* [Extract to read]:
----------------------------------------
[postgis-devel] Implement New Geometry Index Method?

Sandro Santilli strk at keybit.net
Wed May 21 02:13:10 PDT 2014


On Wed, May 21, 2014 at 09:02:57PM +1200, Jeremy Palmer wrote:
> Hi PostGIS Devs,
> 
> I have a daily process that I would like to optimise. The process includes a spatial intersects join between a small administration boundaries table for New Zealand that contains large geometries (100,000+ points per polygon) and a large dataset with small line strings.
> 
> The first iteration of SQL I developed for the process I used standard join (WHERE ST_Interesects(admin.geom, other.geom)) and it took 4 hours to complete. No spatial index was used. Not acceptable.
> 
> Based on a recommendation from the PostGIS manual (http://postgis.net/docs/manual-1.5/ch06.html#id368055) I then created a bounding box column for each of the admin boundaries, built an index for this column and managed to reduce the processing time to 40mins. Spatial index was used.  This was still too slow.
> 
> I then found an article here http://www.kindle-maps.com/blog/splitting-a-large-polygon-into-a-grid.html and split the large admin boundaries into grid cells (5kmx5km) then created a spatial join query using the new gridded boundaries. This resulted in a query time 20secs. Much better! One of the side effects was the gridding process took about 10mins to generate. However the admin boundaries only change once a year, so it's not a large problem.
> 
> On reflection this gridding processing seems like a replication of a core database feature - indexing. Would it not be best to implement a new index method to do this type of spatial grid indexing? This would allow for simplified creation, maintenance, size and access(?). It would also provide a great core feature for PostGIS. If PostGIS Devs think this is a good idea I have funding to make this happen.

I agree it would be good to havea "gridding" function in PostGIS, but I don't
really see it as being part of "indexing". Gridding produces better indexes
but also augment the number of records so it takes some user design to decide
how to layout the data.

One thing to keep in mind is that splitting on a regular grid would
necessarely introduce new vertices which in turn would slighly move the
original edges and possibly introduce collapses/invalidities.
----------------------------------------
* [About this exercise]:
Based on the PostGIS mailing-list message, decide whether each statement agrees with it, answering yes or no and quoting the words that settle it: (a) Adding an indexed bounding box column brought the processing time down to 40 minutes. (b) The admin boundaries change every month. (c) The reply says gridding produces worse indexes. None of the saved entries is needed.

Saved entries
----------------------------------------
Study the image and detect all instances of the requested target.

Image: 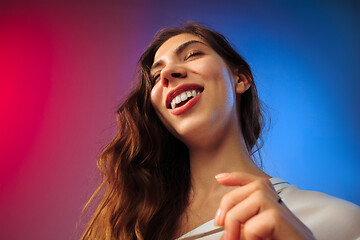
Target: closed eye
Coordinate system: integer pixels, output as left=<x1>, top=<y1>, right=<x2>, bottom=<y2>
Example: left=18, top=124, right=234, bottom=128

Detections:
left=151, top=74, right=160, bottom=83
left=185, top=50, right=203, bottom=60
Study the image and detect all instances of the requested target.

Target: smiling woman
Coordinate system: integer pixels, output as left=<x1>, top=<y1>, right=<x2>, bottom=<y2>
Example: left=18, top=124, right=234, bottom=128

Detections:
left=82, top=23, right=360, bottom=240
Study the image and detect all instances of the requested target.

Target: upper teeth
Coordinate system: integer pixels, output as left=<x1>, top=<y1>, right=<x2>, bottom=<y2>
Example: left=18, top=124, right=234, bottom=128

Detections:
left=171, top=90, right=200, bottom=109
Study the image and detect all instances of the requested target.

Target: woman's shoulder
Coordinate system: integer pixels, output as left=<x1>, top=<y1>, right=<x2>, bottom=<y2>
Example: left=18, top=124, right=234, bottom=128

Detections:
left=279, top=179, right=360, bottom=239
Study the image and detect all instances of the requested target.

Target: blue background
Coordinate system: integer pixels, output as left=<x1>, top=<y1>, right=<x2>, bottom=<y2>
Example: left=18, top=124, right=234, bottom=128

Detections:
left=0, top=0, right=360, bottom=240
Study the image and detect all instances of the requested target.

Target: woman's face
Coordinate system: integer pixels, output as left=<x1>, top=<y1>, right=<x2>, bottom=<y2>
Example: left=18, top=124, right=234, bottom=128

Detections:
left=150, top=33, right=242, bottom=146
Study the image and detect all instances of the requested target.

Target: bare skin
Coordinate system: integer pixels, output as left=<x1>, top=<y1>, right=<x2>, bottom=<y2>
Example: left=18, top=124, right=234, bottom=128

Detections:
left=150, top=34, right=312, bottom=239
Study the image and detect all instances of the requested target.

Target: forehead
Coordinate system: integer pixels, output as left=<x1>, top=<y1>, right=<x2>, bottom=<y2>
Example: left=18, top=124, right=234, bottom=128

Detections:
left=154, top=33, right=206, bottom=62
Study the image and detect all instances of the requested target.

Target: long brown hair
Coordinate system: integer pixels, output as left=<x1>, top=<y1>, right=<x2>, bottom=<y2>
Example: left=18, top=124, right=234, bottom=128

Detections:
left=82, top=22, right=263, bottom=239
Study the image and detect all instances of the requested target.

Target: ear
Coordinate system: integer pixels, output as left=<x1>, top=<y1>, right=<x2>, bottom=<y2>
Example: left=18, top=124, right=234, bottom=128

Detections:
left=235, top=73, right=251, bottom=94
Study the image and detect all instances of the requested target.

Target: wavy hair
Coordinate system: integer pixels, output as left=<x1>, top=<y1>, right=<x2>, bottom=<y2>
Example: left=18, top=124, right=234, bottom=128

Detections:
left=81, top=22, right=263, bottom=240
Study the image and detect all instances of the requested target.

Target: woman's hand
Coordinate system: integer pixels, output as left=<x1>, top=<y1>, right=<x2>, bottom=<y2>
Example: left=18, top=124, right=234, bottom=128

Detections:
left=215, top=172, right=315, bottom=240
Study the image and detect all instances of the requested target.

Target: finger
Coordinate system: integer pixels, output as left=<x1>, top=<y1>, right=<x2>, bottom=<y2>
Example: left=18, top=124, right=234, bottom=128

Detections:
left=215, top=172, right=271, bottom=186
left=223, top=192, right=264, bottom=239
left=241, top=209, right=281, bottom=240
left=215, top=180, right=278, bottom=226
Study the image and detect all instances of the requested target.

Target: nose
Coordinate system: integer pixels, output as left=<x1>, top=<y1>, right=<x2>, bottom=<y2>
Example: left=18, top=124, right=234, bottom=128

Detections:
left=161, top=65, right=187, bottom=87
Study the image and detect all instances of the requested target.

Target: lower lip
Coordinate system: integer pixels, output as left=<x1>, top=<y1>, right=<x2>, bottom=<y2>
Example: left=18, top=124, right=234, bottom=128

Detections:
left=170, top=94, right=201, bottom=115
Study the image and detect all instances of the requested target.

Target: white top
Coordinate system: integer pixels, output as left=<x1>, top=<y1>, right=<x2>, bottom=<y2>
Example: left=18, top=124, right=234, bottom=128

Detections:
left=178, top=178, right=360, bottom=240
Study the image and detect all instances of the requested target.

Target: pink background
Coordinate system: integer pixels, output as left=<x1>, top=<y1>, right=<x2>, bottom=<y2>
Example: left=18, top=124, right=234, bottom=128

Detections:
left=0, top=0, right=360, bottom=240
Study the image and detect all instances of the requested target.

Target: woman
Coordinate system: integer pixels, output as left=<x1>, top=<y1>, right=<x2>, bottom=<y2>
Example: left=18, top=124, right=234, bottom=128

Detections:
left=83, top=23, right=360, bottom=239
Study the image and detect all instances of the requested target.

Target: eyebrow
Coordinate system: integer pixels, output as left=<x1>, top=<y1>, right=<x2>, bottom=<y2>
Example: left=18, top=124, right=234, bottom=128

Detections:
left=150, top=40, right=207, bottom=71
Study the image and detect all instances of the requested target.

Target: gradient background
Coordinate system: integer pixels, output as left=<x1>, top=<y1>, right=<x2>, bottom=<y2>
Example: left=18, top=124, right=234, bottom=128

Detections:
left=0, top=0, right=360, bottom=240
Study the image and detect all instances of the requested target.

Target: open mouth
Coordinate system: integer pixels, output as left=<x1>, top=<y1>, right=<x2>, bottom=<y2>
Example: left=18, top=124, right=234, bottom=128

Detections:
left=167, top=89, right=204, bottom=109
left=166, top=84, right=204, bottom=109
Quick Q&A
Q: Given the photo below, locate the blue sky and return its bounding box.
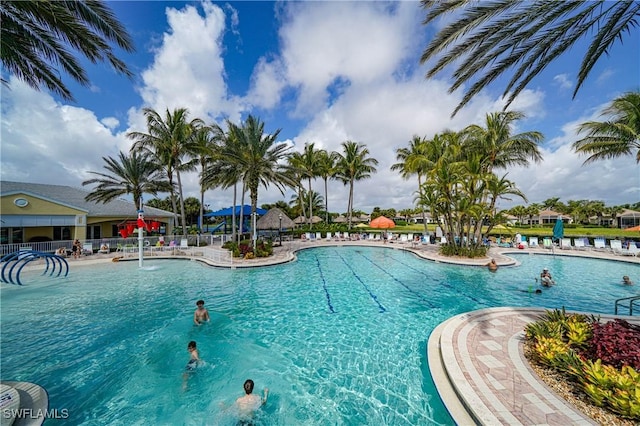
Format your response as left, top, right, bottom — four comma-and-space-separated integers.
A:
0, 1, 640, 212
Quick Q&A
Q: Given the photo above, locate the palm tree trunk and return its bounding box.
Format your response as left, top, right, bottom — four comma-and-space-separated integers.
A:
324, 179, 329, 224
309, 178, 313, 230
176, 170, 187, 237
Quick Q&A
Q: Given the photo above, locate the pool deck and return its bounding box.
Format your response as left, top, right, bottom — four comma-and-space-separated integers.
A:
13, 239, 640, 426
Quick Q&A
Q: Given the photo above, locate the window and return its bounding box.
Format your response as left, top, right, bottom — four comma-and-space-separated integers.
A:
53, 226, 71, 241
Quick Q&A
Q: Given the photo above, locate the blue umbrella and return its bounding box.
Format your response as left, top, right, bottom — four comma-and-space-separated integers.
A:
553, 216, 564, 241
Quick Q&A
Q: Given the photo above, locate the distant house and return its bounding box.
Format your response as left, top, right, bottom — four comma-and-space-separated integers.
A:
0, 181, 173, 244
616, 209, 640, 229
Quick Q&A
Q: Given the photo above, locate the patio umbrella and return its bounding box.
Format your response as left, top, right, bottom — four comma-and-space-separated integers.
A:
369, 216, 396, 229
553, 217, 564, 241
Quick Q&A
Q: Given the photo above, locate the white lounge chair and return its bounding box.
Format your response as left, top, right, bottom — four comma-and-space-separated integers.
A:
622, 241, 640, 256
82, 243, 93, 256
593, 238, 607, 251
573, 238, 587, 250
609, 240, 622, 254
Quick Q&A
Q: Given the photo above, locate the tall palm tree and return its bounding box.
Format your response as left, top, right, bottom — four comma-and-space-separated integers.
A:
127, 108, 203, 235
391, 135, 434, 235
193, 125, 224, 233
336, 141, 378, 229
82, 151, 169, 208
573, 91, 640, 164
222, 115, 297, 249
0, 0, 135, 100
420, 0, 640, 115
289, 143, 321, 229
462, 111, 544, 172
318, 149, 338, 223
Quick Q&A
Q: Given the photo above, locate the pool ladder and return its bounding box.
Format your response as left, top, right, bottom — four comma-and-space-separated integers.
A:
615, 296, 640, 316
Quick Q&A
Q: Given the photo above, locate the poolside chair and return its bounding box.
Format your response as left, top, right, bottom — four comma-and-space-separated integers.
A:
621, 241, 640, 256
593, 238, 607, 251
560, 238, 571, 250
82, 243, 93, 256
609, 240, 622, 254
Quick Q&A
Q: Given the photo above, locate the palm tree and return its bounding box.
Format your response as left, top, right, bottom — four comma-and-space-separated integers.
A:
193, 125, 224, 233
462, 111, 544, 172
82, 151, 169, 209
318, 149, 338, 223
420, 0, 640, 115
391, 135, 434, 235
573, 91, 640, 164
222, 115, 297, 250
0, 0, 135, 100
336, 141, 378, 229
127, 108, 203, 235
289, 143, 321, 229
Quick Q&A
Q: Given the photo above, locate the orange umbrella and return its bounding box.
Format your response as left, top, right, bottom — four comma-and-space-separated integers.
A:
369, 216, 396, 229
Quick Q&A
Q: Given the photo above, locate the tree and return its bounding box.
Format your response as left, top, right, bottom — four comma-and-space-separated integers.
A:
127, 108, 203, 235
0, 0, 135, 100
221, 115, 296, 250
317, 149, 338, 223
82, 151, 169, 209
573, 91, 640, 164
336, 141, 378, 229
420, 0, 640, 115
391, 135, 434, 235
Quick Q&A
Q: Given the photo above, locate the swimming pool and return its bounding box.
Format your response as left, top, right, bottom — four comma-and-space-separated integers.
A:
0, 247, 640, 425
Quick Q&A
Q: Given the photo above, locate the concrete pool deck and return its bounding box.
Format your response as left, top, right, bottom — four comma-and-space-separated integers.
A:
15, 239, 640, 426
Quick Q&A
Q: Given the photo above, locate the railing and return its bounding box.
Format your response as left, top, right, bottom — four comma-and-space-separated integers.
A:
615, 296, 640, 316
0, 234, 225, 256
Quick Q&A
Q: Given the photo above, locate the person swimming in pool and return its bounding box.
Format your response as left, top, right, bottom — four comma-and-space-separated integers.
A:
185, 340, 200, 371
236, 379, 269, 424
193, 300, 211, 325
540, 268, 555, 287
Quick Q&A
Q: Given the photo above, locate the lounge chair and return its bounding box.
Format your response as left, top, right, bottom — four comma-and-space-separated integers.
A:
82, 243, 93, 256
560, 238, 572, 250
573, 238, 587, 250
609, 240, 622, 254
621, 241, 640, 256
593, 238, 607, 251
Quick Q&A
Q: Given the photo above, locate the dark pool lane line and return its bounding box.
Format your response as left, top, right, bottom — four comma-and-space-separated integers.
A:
336, 252, 387, 313
359, 253, 437, 308
389, 256, 493, 307
314, 256, 336, 314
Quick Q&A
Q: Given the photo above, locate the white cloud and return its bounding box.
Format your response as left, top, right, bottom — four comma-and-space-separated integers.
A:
553, 74, 573, 90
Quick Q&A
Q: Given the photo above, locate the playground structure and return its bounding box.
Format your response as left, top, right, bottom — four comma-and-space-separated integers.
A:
0, 250, 69, 285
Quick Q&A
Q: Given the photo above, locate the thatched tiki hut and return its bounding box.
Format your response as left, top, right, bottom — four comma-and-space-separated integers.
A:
256, 207, 296, 243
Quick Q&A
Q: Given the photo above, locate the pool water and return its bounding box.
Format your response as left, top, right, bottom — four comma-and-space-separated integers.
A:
0, 247, 640, 425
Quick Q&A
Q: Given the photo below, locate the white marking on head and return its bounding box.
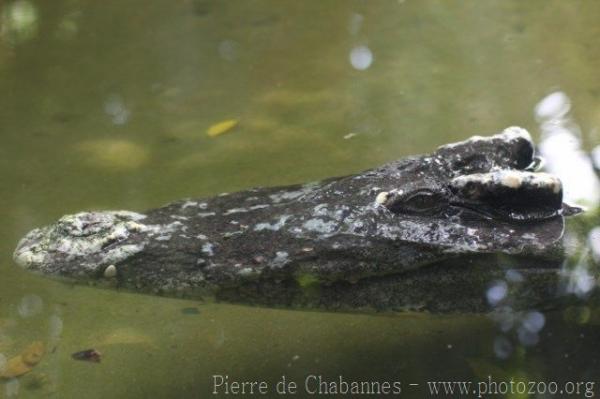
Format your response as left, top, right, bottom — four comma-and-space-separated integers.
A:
104, 265, 117, 278
375, 191, 390, 205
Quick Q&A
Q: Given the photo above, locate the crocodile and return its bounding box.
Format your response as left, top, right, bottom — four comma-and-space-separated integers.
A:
14, 127, 579, 312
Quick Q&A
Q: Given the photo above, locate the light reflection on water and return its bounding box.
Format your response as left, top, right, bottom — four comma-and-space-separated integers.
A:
0, 0, 600, 398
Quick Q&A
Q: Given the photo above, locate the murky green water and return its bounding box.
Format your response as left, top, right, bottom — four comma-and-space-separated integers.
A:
0, 0, 600, 398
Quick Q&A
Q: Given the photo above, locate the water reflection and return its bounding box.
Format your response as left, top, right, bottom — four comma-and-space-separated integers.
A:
535, 91, 600, 207
350, 46, 373, 71
0, 0, 38, 45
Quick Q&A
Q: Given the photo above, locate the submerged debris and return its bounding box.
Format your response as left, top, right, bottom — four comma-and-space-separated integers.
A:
71, 349, 102, 363
206, 119, 239, 137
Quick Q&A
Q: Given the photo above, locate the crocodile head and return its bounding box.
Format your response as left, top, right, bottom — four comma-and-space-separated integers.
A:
331, 127, 579, 255
14, 127, 577, 308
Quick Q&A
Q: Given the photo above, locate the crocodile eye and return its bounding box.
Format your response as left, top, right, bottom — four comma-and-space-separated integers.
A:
387, 190, 447, 214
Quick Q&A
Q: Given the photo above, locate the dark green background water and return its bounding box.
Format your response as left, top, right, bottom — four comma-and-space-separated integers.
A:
0, 0, 600, 398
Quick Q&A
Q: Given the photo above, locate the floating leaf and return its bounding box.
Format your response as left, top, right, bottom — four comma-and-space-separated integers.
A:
206, 119, 238, 137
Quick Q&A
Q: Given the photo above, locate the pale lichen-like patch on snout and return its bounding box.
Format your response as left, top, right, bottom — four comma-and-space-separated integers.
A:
13, 211, 149, 269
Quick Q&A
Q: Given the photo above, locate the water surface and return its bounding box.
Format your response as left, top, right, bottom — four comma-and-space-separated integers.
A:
0, 0, 600, 398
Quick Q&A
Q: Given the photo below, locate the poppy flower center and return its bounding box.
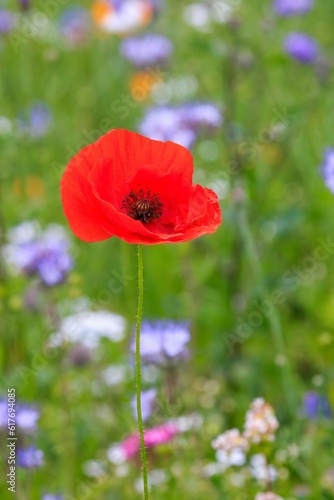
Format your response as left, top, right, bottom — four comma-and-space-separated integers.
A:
121, 189, 163, 224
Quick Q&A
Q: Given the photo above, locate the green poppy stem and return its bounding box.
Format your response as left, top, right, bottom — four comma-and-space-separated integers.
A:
136, 245, 148, 500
----------------------------------------
* [Answer space]:
(a) Yes: "managed to reduce the processing time to 40mins"
(b) No: "the admin boundaries only change once a year"
(c) No: "Gridding produces better indexes"